Find the line containing "drawn like (304,86).". Reproduce it and every line after it up to the end of the records, exactly as written.

[Point-based annotation data]
* begin *

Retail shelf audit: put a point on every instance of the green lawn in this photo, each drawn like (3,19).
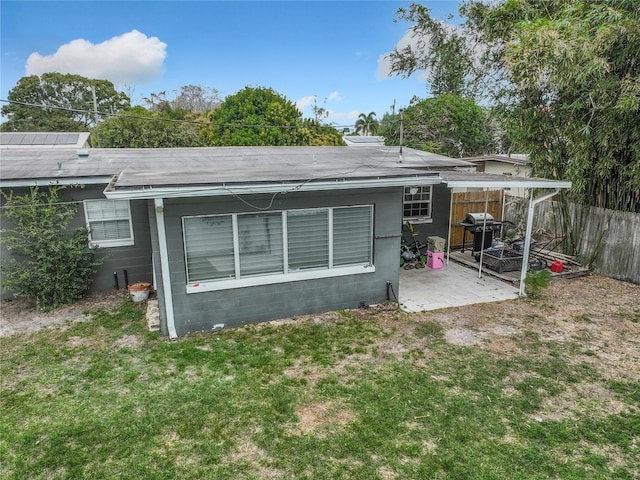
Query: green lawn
(372,394)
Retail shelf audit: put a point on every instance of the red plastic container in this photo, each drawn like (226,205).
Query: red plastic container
(557,267)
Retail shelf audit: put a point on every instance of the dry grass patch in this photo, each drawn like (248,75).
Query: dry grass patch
(323,417)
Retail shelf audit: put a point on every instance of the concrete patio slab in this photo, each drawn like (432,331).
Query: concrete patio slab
(451,286)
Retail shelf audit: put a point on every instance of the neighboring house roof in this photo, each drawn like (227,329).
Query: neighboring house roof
(514,159)
(491,180)
(363,140)
(11,140)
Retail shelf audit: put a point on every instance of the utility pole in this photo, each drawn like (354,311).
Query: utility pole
(95,105)
(401,131)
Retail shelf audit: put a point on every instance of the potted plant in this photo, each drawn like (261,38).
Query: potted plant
(139,291)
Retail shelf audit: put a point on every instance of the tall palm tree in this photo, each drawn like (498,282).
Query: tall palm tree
(367,124)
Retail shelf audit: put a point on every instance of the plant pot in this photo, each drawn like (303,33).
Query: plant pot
(139,291)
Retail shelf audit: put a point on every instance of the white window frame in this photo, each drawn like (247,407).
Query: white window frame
(116,242)
(419,190)
(288,275)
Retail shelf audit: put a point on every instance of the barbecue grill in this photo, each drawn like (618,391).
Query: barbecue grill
(481,226)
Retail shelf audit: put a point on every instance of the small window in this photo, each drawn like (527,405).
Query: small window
(109,222)
(248,249)
(417,204)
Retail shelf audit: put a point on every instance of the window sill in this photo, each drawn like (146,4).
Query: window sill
(211,286)
(113,243)
(416,220)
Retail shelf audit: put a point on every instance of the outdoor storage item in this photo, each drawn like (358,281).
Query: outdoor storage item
(435,260)
(435,244)
(557,267)
(518,245)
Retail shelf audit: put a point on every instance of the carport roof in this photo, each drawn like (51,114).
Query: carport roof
(456,179)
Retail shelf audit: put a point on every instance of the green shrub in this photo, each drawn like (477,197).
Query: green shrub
(51,264)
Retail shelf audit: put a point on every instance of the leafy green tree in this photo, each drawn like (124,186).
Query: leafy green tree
(255,116)
(441,51)
(447,124)
(51,264)
(140,128)
(56,102)
(367,124)
(316,134)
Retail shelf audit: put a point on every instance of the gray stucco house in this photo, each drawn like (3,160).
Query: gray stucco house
(235,235)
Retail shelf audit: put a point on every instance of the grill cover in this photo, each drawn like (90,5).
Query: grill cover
(478,218)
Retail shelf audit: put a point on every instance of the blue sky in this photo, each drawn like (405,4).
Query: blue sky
(332,50)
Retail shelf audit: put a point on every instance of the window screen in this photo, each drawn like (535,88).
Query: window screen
(417,203)
(109,222)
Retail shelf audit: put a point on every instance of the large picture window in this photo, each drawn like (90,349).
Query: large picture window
(228,251)
(417,204)
(109,222)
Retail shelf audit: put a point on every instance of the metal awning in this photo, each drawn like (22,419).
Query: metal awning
(495,182)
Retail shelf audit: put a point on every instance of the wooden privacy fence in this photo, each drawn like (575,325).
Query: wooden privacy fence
(473,202)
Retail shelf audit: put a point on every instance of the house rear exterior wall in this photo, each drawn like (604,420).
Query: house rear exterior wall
(236,307)
(135,259)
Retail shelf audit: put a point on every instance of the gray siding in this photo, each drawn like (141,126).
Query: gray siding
(235,307)
(136,259)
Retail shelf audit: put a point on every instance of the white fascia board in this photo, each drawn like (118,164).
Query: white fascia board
(46,182)
(270,188)
(508,184)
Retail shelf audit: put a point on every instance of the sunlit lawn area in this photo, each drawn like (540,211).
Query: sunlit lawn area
(371,394)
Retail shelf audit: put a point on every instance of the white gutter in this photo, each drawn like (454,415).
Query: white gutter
(527,236)
(164,267)
(272,188)
(495,184)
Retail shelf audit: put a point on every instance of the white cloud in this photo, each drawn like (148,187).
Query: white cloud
(353,114)
(333,96)
(126,59)
(305,102)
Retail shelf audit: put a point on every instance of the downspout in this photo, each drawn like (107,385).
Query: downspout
(164,268)
(527,236)
(449,232)
(484,230)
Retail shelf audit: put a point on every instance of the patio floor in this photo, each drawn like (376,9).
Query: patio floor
(452,285)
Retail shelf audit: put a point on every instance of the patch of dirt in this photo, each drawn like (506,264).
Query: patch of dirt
(316,416)
(19,316)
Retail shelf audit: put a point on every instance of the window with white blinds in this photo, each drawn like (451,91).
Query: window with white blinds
(251,249)
(417,204)
(109,222)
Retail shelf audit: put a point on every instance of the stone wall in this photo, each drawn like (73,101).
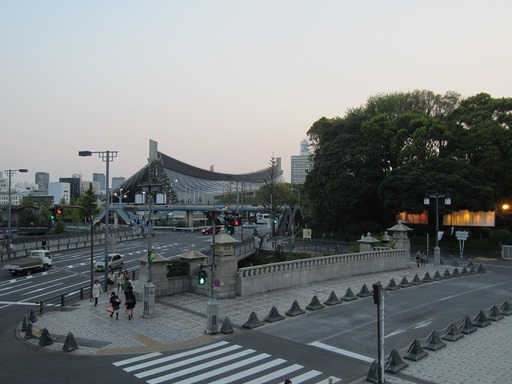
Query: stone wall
(269,277)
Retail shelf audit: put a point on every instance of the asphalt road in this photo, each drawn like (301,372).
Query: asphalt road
(342,339)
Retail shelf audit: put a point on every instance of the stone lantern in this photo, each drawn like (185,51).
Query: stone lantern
(399,231)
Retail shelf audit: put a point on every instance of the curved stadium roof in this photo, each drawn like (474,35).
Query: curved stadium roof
(193,184)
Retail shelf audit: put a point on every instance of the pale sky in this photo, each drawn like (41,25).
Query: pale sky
(228,83)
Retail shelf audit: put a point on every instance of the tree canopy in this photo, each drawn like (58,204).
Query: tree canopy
(381,158)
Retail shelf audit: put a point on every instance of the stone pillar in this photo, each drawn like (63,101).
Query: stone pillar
(226,266)
(400,237)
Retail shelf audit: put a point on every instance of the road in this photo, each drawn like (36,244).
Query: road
(337,343)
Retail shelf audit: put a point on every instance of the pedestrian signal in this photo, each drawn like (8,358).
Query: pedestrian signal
(201,277)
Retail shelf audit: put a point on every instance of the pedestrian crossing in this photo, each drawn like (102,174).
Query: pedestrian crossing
(220,363)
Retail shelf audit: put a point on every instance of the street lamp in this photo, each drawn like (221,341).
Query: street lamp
(11,172)
(106,157)
(447,201)
(149,287)
(296,190)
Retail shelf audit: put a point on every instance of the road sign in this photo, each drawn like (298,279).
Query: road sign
(461,235)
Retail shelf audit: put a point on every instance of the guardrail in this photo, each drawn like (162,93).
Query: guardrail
(64,243)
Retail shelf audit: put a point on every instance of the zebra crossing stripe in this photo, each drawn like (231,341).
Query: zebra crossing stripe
(305,376)
(175,357)
(136,359)
(186,362)
(276,374)
(199,367)
(230,367)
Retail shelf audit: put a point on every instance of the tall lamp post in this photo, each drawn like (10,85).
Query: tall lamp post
(447,202)
(11,172)
(106,157)
(149,287)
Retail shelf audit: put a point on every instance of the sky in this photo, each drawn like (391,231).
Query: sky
(223,83)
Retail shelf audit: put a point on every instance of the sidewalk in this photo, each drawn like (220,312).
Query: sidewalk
(180,321)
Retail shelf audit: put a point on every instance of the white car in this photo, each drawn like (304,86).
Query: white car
(115,261)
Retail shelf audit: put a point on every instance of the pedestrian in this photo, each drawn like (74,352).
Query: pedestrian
(130,302)
(120,280)
(126,284)
(110,282)
(96,291)
(116,303)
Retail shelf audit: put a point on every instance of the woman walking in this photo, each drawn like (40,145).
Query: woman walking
(96,291)
(130,302)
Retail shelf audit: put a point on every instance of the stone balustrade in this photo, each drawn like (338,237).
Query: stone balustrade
(269,277)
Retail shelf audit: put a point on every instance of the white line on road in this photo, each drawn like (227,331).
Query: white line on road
(343,352)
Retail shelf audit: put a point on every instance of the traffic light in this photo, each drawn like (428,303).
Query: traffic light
(201,277)
(58,212)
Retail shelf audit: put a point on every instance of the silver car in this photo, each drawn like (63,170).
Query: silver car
(115,261)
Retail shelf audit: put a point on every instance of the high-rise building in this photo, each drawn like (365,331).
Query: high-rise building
(100,178)
(75,183)
(304,148)
(300,164)
(42,180)
(117,182)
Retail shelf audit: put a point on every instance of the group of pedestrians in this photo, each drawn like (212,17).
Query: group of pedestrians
(123,283)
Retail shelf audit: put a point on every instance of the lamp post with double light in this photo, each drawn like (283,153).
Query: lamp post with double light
(447,202)
(106,157)
(11,172)
(149,288)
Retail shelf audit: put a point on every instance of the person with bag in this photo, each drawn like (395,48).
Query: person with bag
(130,302)
(110,281)
(96,291)
(116,303)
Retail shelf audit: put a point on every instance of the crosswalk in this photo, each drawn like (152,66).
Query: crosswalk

* end *

● **Correct answer**
Retail shelf audit: put a point on every instance of the white car in this photo, each drawn like (304,86).
Query: white car
(115,261)
Retail shelf audit: put a point on every instance of the pedestrian in this photo, each drawn like (74,352).
Query: pedestrian
(130,302)
(120,280)
(126,284)
(110,282)
(96,291)
(116,303)
Retail shelf audit: put a point on every instance of the woman walking in this photo, each drawn like (40,145).
Query: woman walking
(96,291)
(130,302)
Retail shelf audit: put a point on every instance of the stone balustrade in this photo, each drawn like (338,237).
Query: stone balustrade
(269,277)
Retail shelf audit: put a point on every instance of the white line on road in this photo, each drawn like (227,331).
Query: white line on road
(343,352)
Retail shelf audit: put a point on every instance of the traffic light in this photo, each drawn like (428,303).
Query: traffic light
(201,277)
(58,212)
Retail shelf audit: put a point on every instance of the silver car in this photo, each drawn like (63,170).
Query: silver car
(115,261)
Retail shelf audit: put a point on every instance of the high-rise building in this photo, each drawn like (365,331).
Query: high-rise building
(100,178)
(75,183)
(304,148)
(300,164)
(42,180)
(117,182)
Retail shelf audit: put a point on every instance of the group of pedestrians in this photo, each drawn like (212,17).
Query: group of pedestrians
(123,283)
Retail shelf audit: put a point on every instance of the lamp post with double light in this photo, each drawn like (283,153).
Query: lamp post with double light
(447,202)
(106,157)
(11,172)
(149,288)
Retail shelf audit: put a point on every instance of the person with bag in this photo, each drawn like (395,48).
Query: person with bag
(130,302)
(110,281)
(96,291)
(116,303)
Retail shelf audit: put a point on every instance of the crosswalk in this photo, each drawn like (152,66).
Query: crosswalk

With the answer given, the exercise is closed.